### Task instructions
Please transcribe the data that follows, keeping every line exact.

### Data

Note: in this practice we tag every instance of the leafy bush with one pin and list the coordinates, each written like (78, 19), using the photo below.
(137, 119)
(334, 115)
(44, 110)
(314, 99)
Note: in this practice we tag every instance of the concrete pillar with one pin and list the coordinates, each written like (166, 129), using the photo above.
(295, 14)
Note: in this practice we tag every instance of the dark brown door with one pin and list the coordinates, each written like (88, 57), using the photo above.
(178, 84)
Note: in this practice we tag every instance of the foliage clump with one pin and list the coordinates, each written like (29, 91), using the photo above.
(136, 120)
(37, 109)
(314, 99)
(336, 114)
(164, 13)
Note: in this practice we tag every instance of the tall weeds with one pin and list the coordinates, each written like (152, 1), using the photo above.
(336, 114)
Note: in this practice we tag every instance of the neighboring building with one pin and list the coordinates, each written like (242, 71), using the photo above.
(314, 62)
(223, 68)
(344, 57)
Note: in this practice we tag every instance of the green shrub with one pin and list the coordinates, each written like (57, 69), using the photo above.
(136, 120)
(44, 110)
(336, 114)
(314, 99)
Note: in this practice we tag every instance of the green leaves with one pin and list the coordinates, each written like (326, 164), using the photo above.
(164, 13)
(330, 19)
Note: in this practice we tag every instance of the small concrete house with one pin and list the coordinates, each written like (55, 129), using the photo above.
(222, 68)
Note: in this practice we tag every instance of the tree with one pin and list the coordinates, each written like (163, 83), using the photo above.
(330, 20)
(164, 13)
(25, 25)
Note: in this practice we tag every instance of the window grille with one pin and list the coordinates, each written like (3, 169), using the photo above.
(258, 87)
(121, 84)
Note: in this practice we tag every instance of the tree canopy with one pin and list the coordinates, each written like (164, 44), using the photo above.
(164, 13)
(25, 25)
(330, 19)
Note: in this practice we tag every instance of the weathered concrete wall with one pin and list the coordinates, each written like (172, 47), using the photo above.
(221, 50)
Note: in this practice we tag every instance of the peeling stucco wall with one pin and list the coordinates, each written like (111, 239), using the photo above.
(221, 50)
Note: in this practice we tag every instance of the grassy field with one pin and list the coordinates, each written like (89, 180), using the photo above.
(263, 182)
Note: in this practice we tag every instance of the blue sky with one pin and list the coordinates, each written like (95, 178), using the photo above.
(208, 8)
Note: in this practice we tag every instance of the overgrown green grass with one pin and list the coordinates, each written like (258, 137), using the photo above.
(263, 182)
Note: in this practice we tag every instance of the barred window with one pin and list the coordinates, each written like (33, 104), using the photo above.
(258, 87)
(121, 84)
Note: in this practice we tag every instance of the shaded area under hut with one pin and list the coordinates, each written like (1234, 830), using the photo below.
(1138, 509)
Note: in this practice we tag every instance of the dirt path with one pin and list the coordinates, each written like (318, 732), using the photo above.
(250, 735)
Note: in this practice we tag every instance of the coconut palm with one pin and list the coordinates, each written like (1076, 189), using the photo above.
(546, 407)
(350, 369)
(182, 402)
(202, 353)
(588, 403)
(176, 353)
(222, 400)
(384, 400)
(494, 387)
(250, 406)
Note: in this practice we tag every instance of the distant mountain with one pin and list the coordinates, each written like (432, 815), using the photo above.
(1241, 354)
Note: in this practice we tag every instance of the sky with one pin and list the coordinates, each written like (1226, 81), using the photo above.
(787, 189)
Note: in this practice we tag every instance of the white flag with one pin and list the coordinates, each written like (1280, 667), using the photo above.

### Solution
Note: in this practice we tag every instance of the leafy bush with one pin and list the coordinates, each written like (78, 19), using the photo below.
(137, 119)
(334, 115)
(44, 110)
(314, 99)
Note: in this practice we tag every instance of the concrete pillar with one pin and list the coordinates, each written like (166, 129), using the photo above.
(295, 14)
Note: in this practice we tag every instance of the dark brown door with one pin and list the coordinates, each written like (88, 57), using the photo above.
(178, 84)
Note: in this practice we tag every instance of the foliage clump with one pin and list the coordinates, each written like (29, 91), using the photo above.
(136, 120)
(37, 109)
(314, 99)
(336, 114)
(164, 13)
Note: in this practice we tag every instance of the tall weeds with one pin and list the coordinates, each written like (152, 1), using the photo above.
(336, 114)
Note: in this practice we tag every instance of the neighboring building with one pin and list the coordinates, each written like (242, 71), using the photo above.
(314, 62)
(223, 68)
(344, 57)
Note: in this practice we tag every instance of the green shrub with one pin and list the coordinates, each written like (57, 69), using the photo above.
(136, 120)
(44, 110)
(336, 114)
(314, 99)
Note: in this practice we tag every instance of the green leaves with one pin and list the coordinates, each written like (326, 164), using the photo above.
(164, 13)
(330, 19)
Note: in this practice we tag every instance of the small concrete house with one pin and list the coordinates, each written like (55, 129), using the photo above.
(222, 68)
Note: in this practice we tag every instance of the tree with one pin and list the coordinates, each written like (163, 83), using the photo above.
(330, 20)
(164, 13)
(25, 25)
Note: in this practice we tag every instance of the window grille with one pin and list the coordinates, each written like (3, 169), using the photo above.
(258, 87)
(121, 84)
Note: in this practice we tag every instance of the tree canopy with one pin and list the coordinates, each written like (164, 44), using the photo above.
(164, 13)
(25, 25)
(330, 19)
Note: in this practice we tag every instance of the weathered concrete wall with one pin and list the coordinates, each written like (172, 47), using the photo above.
(221, 50)
Note: in this practice we tag every instance of the peeling stucco wall with one pin and list the coordinates, each written like (111, 239), using the photo above.
(221, 50)
Note: in this practice we tag every instance of the grassy field with one pin and list the coordinates, each written like (89, 180), using the photo above.
(263, 182)
Note: in this practice we tag every instance of the blue sky with one pin and list the coordinates, each written like (95, 178), using the photo above.
(208, 8)
Note: in this practice we tag every instance of the overgrown green grass with one pin and list the coordinates, each written like (258, 137), using the photo above.
(263, 182)
Note: in this practice we tag every instance of the barred window with one pin and list the coordinates, each written like (33, 104), using the photo above.
(258, 87)
(121, 84)
Note: in this practice we tag every instance of the shaded area under hut with one pin and list the coordinates, each written like (1234, 830), using the photo below.
(1138, 509)
Note: in this practice we tag every instance of the dirt path with one pin and list the coordinates, each written like (318, 732), using the photo above.
(250, 735)
Note: in this practice we tag every instance of the coconut palm with one pin and list the coordinates, each written like (1076, 189), using the photo above.
(546, 407)
(350, 369)
(182, 402)
(202, 353)
(588, 403)
(176, 353)
(222, 400)
(384, 400)
(494, 387)
(250, 406)
Note: in this practice we tag every instance of the distant mountain with one pin and list the coordinates, each written like (432, 815), using the photo above.
(1241, 354)
Note: in this practice we tag every instance of the sky with one pin and list the coordinates, each written like (1226, 81), using the photo above.
(787, 189)
Note: in this practice we tag every instance of the white flag with one pin and list the coordinates, each written like (1280, 667), using the photo above.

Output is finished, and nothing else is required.